- Required action -
Repeat word for word, please, only the lines of the material from the one containing "Question. The photograph above contains instances of the gray" through its final line, both ends included.

- Material shown -

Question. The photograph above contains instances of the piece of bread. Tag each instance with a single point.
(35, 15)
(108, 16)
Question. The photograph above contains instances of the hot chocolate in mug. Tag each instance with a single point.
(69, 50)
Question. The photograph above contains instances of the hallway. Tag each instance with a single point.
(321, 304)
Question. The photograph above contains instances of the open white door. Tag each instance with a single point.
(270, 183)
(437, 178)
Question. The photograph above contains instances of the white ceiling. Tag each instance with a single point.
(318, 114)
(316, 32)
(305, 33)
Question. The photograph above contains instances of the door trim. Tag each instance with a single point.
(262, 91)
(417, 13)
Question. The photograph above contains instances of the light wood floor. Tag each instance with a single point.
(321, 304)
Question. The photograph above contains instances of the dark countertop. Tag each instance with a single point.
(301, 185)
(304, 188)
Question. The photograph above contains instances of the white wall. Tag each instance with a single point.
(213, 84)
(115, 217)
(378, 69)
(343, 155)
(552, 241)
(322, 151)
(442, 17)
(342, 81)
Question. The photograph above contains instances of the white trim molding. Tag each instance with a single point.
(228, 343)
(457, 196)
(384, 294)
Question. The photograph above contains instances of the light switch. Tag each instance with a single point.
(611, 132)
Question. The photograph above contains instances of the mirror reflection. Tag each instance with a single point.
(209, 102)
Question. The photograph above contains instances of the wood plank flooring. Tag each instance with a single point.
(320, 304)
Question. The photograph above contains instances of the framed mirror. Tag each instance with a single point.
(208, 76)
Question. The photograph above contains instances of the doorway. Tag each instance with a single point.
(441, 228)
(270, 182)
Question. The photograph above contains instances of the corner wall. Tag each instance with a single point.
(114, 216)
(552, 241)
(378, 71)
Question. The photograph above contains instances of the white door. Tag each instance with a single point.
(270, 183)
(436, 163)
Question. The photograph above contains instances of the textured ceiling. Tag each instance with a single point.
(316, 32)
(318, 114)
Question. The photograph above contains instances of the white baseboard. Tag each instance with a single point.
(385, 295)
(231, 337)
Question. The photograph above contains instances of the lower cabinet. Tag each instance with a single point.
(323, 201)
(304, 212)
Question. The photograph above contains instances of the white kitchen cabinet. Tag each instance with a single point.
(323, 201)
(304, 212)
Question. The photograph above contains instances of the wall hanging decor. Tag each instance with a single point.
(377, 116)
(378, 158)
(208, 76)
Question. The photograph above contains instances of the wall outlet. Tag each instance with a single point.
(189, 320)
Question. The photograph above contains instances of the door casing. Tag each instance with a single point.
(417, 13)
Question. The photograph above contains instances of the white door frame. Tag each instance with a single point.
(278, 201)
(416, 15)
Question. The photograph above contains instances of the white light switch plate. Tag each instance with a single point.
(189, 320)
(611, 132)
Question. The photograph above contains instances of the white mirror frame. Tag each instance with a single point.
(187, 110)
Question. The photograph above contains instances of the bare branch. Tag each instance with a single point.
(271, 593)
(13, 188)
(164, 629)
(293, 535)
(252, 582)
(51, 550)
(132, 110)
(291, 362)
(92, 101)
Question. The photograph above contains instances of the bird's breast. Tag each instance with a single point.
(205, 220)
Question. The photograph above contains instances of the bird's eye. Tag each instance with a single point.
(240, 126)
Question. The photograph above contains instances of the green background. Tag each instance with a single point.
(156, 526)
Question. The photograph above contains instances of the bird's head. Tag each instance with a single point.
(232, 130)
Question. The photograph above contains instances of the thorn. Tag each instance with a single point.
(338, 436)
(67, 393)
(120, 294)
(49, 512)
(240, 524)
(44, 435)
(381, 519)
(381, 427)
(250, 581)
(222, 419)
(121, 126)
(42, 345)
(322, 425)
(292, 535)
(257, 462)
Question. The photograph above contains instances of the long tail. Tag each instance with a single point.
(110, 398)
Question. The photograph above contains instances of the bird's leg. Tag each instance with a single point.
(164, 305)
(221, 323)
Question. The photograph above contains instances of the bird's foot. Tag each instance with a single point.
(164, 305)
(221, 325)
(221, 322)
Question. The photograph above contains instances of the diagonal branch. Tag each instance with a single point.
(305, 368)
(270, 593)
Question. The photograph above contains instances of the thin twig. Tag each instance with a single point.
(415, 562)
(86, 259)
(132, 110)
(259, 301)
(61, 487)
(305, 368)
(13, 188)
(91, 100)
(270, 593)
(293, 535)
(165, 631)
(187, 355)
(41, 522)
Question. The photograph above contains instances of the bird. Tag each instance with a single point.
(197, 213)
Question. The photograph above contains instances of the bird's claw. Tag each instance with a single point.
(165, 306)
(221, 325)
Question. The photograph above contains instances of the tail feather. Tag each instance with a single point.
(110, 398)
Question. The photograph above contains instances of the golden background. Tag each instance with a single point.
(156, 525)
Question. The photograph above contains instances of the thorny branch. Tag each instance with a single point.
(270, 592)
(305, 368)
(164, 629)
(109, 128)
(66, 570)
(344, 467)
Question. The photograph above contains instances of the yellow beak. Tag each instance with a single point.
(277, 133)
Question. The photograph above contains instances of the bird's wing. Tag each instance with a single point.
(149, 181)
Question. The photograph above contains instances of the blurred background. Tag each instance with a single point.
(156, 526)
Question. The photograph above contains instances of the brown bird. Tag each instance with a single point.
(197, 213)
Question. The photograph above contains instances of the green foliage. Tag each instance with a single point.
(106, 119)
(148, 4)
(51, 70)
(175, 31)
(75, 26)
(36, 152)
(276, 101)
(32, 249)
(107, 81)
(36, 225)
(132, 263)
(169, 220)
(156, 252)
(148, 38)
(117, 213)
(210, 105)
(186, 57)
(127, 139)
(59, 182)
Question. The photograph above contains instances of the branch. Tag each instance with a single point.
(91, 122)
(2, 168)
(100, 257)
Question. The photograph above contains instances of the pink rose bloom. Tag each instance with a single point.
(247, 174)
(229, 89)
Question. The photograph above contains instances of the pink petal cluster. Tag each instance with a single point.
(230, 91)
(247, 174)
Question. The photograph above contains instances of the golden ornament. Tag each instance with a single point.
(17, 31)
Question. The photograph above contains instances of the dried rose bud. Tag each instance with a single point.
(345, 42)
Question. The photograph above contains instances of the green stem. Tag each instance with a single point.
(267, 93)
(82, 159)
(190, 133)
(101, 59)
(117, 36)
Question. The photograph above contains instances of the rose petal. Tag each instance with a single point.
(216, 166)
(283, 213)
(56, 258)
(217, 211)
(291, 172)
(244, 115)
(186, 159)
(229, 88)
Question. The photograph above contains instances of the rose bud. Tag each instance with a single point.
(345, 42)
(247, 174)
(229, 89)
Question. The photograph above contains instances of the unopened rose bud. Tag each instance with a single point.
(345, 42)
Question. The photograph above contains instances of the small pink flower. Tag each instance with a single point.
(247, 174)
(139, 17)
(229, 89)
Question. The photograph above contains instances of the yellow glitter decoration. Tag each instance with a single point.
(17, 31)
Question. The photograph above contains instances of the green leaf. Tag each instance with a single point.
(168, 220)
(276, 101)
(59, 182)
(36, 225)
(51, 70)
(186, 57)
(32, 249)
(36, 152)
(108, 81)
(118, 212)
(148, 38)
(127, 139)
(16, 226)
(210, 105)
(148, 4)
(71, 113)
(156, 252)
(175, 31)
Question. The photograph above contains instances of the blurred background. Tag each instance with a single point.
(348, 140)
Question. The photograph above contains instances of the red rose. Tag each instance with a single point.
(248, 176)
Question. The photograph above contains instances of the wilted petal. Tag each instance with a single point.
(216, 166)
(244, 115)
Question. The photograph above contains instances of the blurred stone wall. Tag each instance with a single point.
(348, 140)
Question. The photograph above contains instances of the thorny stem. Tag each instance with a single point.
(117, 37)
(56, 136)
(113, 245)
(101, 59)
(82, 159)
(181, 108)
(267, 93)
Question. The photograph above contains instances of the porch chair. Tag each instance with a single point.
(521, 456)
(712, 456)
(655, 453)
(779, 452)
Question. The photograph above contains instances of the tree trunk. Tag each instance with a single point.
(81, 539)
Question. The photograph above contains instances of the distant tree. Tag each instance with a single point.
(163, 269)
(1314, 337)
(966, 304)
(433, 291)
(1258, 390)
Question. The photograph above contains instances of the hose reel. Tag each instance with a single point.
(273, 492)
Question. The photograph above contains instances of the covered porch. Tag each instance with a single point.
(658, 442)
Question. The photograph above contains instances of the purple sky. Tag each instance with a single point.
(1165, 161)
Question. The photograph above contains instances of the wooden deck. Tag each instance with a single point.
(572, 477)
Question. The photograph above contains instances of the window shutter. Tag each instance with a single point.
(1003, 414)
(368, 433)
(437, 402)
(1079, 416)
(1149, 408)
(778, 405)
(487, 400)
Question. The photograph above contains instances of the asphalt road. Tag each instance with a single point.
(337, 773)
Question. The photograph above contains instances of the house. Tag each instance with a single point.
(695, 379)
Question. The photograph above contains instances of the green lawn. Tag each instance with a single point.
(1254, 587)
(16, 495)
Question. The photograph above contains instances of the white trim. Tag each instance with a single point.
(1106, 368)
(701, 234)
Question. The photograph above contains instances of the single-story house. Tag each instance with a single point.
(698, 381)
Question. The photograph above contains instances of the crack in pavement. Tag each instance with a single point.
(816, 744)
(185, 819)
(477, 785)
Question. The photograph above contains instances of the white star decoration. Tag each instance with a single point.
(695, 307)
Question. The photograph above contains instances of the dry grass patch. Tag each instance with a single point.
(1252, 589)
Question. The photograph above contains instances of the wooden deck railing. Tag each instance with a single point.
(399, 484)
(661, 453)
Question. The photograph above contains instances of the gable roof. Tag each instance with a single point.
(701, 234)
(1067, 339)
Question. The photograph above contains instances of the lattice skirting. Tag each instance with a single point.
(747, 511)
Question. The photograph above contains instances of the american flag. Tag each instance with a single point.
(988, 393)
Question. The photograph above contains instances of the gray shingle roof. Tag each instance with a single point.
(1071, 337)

- Exercise response -
Question. The photograph above contains instances of the gray shingle roof. Tag each instance with a single point.
(1071, 337)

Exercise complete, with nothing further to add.